→ List of tasks:
**1.** Translate this sentence from the Year of Faith text into German: "I am sure: The joy of our friendship with God and one another is our strength."
**2.** Write the next part of the Year of Faith text, picking up after its final line.

→ Supplied text:

::::::

I am sure: The joy of our friendship with God and one another is our strength. Together with our many leaders, all of us, bishop, priests, and all the faithful can do a lot during this Year of Faith to develop as one our friendship. For example:

  • We will solemnly open this Year of Faith on11 October, 2012, in the Cathedral and the parishes (the following Sunday).
  • In Advent and Lent we can have penitential services (prepared perhaps by your liturgical committee) that emphasise the theme of the African Synod: Reconciliation, Justice & Peace, or the theme of friendship, or use one of the services e.g. in Bongan’ iNkosi.
  • Our preachers will have special workshops on preaching our faith in 2013 before the Bishop commissions them.
  • We will celebrate our togetherness on 24.11.2013 when we close the Year of Faith together.

::::::

→ Data supplied:

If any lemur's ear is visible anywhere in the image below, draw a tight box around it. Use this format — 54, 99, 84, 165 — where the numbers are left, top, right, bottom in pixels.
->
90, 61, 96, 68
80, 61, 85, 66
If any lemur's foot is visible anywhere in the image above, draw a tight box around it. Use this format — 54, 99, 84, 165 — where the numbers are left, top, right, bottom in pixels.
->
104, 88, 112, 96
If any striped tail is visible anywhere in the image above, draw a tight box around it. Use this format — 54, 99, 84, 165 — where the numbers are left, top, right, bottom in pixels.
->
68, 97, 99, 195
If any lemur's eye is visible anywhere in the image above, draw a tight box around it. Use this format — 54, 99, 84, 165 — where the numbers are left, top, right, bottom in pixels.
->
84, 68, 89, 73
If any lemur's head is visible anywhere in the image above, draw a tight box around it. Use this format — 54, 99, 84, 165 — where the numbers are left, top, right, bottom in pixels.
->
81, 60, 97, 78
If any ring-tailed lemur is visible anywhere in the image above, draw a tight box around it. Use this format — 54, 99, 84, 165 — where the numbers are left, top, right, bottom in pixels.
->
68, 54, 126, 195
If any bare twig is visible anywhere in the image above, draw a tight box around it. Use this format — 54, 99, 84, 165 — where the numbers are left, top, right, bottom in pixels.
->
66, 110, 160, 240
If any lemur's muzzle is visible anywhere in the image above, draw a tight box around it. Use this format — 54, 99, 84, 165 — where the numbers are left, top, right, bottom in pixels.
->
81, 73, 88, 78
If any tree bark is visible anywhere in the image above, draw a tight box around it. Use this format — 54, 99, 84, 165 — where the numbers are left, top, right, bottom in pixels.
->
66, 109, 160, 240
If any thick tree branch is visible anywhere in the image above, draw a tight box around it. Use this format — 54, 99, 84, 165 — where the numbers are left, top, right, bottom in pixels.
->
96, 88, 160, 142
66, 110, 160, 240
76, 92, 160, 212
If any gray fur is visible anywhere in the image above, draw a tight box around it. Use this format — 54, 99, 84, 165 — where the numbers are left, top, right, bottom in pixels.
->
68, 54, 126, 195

::::::

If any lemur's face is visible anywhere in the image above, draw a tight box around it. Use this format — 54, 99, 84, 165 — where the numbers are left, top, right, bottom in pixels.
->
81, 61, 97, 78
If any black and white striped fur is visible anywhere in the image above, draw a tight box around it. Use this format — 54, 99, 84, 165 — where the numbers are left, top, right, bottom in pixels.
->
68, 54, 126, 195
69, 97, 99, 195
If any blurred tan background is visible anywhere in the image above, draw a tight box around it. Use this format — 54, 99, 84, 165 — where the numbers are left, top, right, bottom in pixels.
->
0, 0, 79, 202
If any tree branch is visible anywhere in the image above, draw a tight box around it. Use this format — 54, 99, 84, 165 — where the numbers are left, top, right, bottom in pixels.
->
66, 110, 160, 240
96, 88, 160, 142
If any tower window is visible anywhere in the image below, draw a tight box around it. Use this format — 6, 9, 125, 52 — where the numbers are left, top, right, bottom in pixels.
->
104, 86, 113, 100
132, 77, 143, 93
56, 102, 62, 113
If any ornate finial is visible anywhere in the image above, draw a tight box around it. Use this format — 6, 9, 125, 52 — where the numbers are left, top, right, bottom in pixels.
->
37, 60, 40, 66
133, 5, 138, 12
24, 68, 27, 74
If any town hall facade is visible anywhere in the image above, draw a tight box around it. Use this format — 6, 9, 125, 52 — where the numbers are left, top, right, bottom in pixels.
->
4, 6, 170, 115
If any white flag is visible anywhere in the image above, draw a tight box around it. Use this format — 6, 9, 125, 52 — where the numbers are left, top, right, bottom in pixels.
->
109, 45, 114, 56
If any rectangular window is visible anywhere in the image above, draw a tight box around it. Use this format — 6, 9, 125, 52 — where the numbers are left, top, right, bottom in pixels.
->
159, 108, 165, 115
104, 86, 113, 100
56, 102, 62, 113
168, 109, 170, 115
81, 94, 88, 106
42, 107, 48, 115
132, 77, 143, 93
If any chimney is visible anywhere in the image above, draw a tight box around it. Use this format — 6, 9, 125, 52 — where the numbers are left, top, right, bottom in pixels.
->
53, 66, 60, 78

::::::

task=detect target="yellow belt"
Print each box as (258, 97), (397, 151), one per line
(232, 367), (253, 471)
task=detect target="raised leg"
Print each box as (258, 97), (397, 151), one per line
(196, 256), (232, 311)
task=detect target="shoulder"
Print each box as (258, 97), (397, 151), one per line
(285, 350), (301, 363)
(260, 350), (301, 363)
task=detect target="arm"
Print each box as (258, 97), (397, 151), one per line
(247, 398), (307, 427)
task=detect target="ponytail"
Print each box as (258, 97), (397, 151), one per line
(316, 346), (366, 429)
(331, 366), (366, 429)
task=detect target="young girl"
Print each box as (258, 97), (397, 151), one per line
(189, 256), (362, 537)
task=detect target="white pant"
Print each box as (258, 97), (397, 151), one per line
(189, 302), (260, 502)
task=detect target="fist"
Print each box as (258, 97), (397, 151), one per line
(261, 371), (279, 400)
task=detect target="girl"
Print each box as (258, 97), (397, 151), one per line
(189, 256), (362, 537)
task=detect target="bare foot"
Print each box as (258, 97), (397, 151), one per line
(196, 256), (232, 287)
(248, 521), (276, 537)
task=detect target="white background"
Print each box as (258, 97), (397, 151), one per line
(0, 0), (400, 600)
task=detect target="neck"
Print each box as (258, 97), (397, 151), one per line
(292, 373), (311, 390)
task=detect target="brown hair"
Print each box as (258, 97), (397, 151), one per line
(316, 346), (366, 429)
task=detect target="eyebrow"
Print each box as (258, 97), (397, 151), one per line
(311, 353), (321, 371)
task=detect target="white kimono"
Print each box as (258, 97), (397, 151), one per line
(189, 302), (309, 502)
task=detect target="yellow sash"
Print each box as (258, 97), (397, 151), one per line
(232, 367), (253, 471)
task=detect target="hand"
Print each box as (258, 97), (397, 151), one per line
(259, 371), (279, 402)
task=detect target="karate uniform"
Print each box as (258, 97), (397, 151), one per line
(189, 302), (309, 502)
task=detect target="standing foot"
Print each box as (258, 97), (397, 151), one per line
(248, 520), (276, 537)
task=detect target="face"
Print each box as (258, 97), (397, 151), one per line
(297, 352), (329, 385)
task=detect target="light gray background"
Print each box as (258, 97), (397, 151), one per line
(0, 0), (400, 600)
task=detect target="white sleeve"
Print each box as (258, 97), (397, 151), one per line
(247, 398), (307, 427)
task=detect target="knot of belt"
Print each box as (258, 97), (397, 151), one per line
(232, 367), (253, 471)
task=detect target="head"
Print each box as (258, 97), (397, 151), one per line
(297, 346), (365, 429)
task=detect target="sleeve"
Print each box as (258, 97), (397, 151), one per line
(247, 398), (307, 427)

::::::

→ Answers to the exercises:
**1.** Ich bin sicher: Die Freude unserer Freundschaft mit Gott und untereinander ist unsere Stärke.

**2.**
Let us pray – Loving God. In Jesus Christ you made us your friends. We thank you for all who offer his friendship and soften the heart of others. Strengthen the bond of friendship within our Diocese of Aliwal. Strengthen the friendship between Bishop, Priests, Religious and all the faithful. Make us witnesses of your compassion und unperturbed commitment. Make us missionaries through the spirit of friendship that has the power to unite people and bring peace. Amen!

May God bless you all, X the Father and the Son and the Holy Spirit!